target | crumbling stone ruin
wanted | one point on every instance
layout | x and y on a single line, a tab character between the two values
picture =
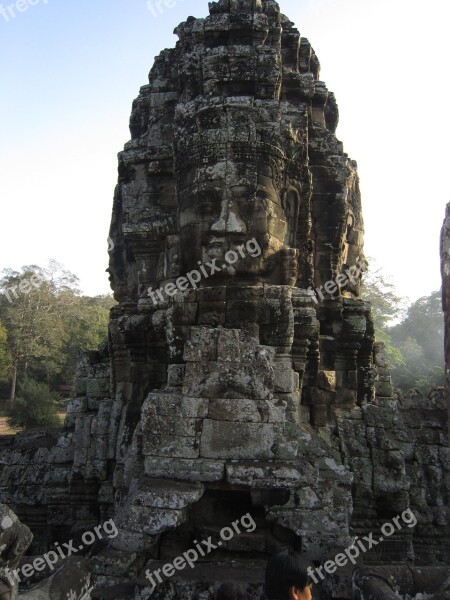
240	393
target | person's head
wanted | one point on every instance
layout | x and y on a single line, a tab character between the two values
287	577
230	591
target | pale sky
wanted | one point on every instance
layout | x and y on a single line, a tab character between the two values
69	74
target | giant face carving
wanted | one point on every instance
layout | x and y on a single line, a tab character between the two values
223	205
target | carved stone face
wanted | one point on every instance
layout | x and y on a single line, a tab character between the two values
224	205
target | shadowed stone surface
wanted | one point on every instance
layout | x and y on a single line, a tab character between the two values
━━━━━━━━━━
Ziel » Entnimm allen Einträgen oben ihre Zeilen und schreib sie genau so ab, ohne ein Zeichen zu ändern. Die Bilder lässt du in deiner Antwort weg.

Gelöste Aufgabe »
target | crumbling stone ruin
wanted | one point on every instance
layout | x and y on a single line, a tab character between the two values
picture =
240	393
target | person's head
wanted | one point on every instance
layout | x and y on a single line, a tab character between the two values
287	577
230	591
target | pale sky
wanted | one point on every instance
layout | x and y on a single line, a tab character between the two values
69	74
target | giant face carving
wanted | one point on every instance
layout | x and y on a single line, a tab character between the two values
223	205
target | carved stone face
wanted | one point on every instance
layout | x and y on a single line, a tab character between the two values
224	205
target | shadowed stone surface
wanted | one point on every instance
layout | x and y on a single line, a tab character between the two values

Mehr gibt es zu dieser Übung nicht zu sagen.